** Objective A **
Rescale the listing below, from its first line through the line with "point(87, 226)", both included. Repeat those lines in full, requests included, with every point coordinate in the answers multiplied by 0.95 and rounded to a whole number, halves rounding up.

** Text excerpt **

The Connected video is accompanied by sculptures that look unfinished or feel clumsy at first glance. Blending fiction and reality through humorous language, the works reinterpret the cultural mutations that occurred with the transition from the Ottoman Empire to the Republic of Turkey. Belkıs and Gökmens works reference to past events and myths through a range of depictions and allusions, rather than predefining the symbolic characters and structures they reflect on.
One of the sources of inspiration is the painter Osman Hamdi Bey, who laid the foundations of modern archeology in the Ottoman Empire and went on to become the founder and director of the Imperial Museum (todays Istanbul Archeology Museums). Works with larger doses of irony such as Tahterevall-y [Si-saw], Ateşkes teslimiyetten neden farklıdır? [How is an armistice different from a surrender?] and Güneşe İsyan [Revolt Against the Sun] depart from the idea of culture as a tool for modernization and depict the professional life of this versatile Tanzimat-era intellectual. The duos allusive depictions are not limited to anecdotes attributed to Osman Hamdi, but project into architecture as well. Addressing the aesthetic preferences of contemporary museums by exemplifying façade ornamentation, the work Geç olsun güç olmasın [Better late than never] highlights museology in its forceful role of representing the modern since its institutional emergence in Turkey.
Hitit Güneşi [Hittite Sun] refers to the Sun-Language Theory that was developed as part of national language studies in the 1930s, asserting that Turkish is the oldest language in history. Together with Biraz ordan biraz burdan [Best of both worlds], which deals with recitations of the East-West dilemma, both works question the controversial relationship between Westernization and modernization through a subjective reading of history.
Belkıs Hanım and Onur Efendi will be on view at SALT Galata until January 23, 2022.

** Rows from a pointing dataset **

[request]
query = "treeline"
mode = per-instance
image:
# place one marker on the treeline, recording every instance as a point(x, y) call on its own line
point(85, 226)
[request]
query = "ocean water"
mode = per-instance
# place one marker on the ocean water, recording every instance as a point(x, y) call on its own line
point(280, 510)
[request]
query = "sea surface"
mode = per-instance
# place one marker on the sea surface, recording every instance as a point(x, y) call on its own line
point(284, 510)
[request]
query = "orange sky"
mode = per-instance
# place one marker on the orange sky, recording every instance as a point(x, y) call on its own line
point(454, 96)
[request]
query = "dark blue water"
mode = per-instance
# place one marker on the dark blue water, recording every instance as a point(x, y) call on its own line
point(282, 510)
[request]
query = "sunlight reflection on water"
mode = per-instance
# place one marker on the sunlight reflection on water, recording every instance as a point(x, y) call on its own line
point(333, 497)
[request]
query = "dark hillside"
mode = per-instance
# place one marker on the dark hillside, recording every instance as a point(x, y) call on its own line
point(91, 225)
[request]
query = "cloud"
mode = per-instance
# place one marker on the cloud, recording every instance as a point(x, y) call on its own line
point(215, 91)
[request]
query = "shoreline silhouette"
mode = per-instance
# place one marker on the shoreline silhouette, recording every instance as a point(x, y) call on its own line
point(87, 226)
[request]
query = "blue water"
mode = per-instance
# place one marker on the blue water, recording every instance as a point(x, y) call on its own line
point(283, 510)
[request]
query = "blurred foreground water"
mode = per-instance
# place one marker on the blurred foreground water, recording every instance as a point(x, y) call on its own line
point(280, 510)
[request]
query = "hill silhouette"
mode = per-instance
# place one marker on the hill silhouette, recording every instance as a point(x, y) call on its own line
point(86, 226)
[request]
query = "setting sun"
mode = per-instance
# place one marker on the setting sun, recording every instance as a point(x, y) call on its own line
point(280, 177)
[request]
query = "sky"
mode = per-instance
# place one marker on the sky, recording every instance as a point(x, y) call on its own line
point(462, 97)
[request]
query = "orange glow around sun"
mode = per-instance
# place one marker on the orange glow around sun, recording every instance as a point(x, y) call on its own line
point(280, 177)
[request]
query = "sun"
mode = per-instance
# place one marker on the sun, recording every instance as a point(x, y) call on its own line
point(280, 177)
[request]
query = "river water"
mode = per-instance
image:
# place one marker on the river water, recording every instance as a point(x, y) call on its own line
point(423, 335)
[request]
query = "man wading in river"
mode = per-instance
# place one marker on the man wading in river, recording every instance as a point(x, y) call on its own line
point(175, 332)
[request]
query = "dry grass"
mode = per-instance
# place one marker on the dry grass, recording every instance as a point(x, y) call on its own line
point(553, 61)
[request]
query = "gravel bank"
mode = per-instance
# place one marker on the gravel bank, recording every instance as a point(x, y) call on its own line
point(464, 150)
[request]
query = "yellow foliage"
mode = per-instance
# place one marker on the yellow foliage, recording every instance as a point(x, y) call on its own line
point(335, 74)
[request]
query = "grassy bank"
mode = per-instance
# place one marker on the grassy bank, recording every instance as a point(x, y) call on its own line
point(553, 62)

** Objective B **
In the exhibition text, which institution did Osman Hamdi Bey found and direct?

** Correct response A **
[request]
query = "treeline"
mode = per-instance
image:
# place one marker on the treeline, recording every instance as a point(x, y) call on its own line
point(81, 215)
[request]
query = "ocean water"
mode = per-instance
# place one marker on the ocean water, recording every instance as a point(x, y) call on its own line
point(266, 485)
[request]
query = "sea surface"
mode = per-instance
# place one marker on the sea surface, recording every instance as a point(x, y) call on its own line
point(270, 485)
[request]
query = "orange sky"
mode = per-instance
# place one marker on the orange sky, recording every instance as a point(x, y) call on its own line
point(431, 91)
[request]
query = "dark blue water"
mode = per-instance
# place one marker on the dark blue water, recording every instance as a point(x, y) call on its own line
point(268, 485)
[request]
query = "sunlight reflection on water"
mode = per-instance
# place one marker on the sunlight reflection on water, recording every instance as a point(x, y) call on its own line
point(316, 472)
[request]
query = "dark hillside"
mode = per-instance
# place one marker on the dark hillside, recording every instance as a point(x, y) call on its own line
point(86, 214)
[request]
query = "cloud"
mode = per-instance
# place one marker on the cloud, recording every instance as a point(x, y) call on its own line
point(204, 86)
[request]
query = "shoreline silhouette"
mode = per-instance
# place one marker on the shoreline silhouette, recording every instance as a point(x, y) call on its own line
point(83, 215)

** Correct response B **
The Imperial Museum, today's Istanbul Archeology Museums.